AUFGABE → Gib den Textauszug über das Fest des Ahasveros vollständig und Wort für Wort wieder.

TEXTAUSZUG →

»»

Ein Beispiel: In Kapitel 1 liest man von dem großen Fest des Ahasveros. Man kann hier an die Güte Gottes denken, der alles reichlich zum Genuss darreicht. Das ist die bildliche Seite. Man kann aber auch an den Stolz, die Verschwendungs- und Genusssucht eines Ahasveros denken, die doch sicher hinter diesem Fest erkannt werden kann. Das ist die praktische Seite. Beide Perspektiven geben uns wertvolle Unterweisungen.

««

Gespeicherte Einträge
»»

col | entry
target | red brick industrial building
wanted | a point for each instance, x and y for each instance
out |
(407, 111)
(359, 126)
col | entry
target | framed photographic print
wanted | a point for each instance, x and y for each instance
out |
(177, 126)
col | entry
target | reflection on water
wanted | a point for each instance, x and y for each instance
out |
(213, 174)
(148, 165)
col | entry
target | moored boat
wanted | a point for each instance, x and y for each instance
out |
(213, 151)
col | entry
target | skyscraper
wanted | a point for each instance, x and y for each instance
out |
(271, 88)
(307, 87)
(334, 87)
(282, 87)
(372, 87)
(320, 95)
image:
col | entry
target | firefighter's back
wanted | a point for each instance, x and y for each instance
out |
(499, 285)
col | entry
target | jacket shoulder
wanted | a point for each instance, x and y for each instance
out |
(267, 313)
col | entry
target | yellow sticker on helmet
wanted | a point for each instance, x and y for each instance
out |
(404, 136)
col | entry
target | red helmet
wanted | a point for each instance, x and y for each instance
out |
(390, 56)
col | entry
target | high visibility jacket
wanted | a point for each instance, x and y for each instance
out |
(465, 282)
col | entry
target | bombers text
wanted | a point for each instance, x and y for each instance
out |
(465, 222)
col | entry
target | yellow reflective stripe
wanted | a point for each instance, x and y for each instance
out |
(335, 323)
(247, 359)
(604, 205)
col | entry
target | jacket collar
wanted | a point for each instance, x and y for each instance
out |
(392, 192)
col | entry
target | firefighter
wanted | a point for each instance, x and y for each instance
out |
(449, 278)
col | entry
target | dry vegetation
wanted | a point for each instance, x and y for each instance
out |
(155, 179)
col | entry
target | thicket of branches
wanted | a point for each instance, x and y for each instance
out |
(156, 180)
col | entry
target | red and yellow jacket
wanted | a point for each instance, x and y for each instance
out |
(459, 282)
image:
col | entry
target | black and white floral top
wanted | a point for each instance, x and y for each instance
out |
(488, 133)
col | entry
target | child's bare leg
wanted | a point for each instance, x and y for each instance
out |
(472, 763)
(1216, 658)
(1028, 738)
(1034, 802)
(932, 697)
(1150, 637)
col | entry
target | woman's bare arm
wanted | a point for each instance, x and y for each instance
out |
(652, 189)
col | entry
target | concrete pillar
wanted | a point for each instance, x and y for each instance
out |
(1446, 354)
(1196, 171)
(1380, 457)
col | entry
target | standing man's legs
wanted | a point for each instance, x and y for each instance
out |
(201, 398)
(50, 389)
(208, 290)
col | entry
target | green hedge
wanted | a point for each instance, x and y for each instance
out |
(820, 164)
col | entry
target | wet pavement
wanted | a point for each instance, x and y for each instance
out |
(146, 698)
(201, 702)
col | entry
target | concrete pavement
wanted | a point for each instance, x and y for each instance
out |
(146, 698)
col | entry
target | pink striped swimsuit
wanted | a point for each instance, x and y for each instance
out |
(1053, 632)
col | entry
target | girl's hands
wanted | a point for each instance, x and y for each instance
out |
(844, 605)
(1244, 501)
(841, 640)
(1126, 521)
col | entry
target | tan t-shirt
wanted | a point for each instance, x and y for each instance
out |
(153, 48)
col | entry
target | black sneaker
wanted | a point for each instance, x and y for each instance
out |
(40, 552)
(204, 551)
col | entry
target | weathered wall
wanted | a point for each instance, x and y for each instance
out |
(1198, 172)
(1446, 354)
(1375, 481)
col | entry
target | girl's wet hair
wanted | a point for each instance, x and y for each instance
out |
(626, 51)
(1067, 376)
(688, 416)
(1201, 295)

««

GELÖSTE AUFGABE →
Ein Beispiel: In Kapitel 1 liest man von dem großen Fest des Ahasveros. Man kann hier an die Güte Gottes denken, der alles reichlich zum Genuss darreicht. Das ist die bildliche Seite. Man kann aber auch an den Stolz, die Verschwendungs- und Genusssucht eines Ahasveros denken, die doch sicher hinter diesem Fest erkannt werden kann. Das ist die praktische Seite. Beide Perspektiven geben uns wertvolle Unterweisungen.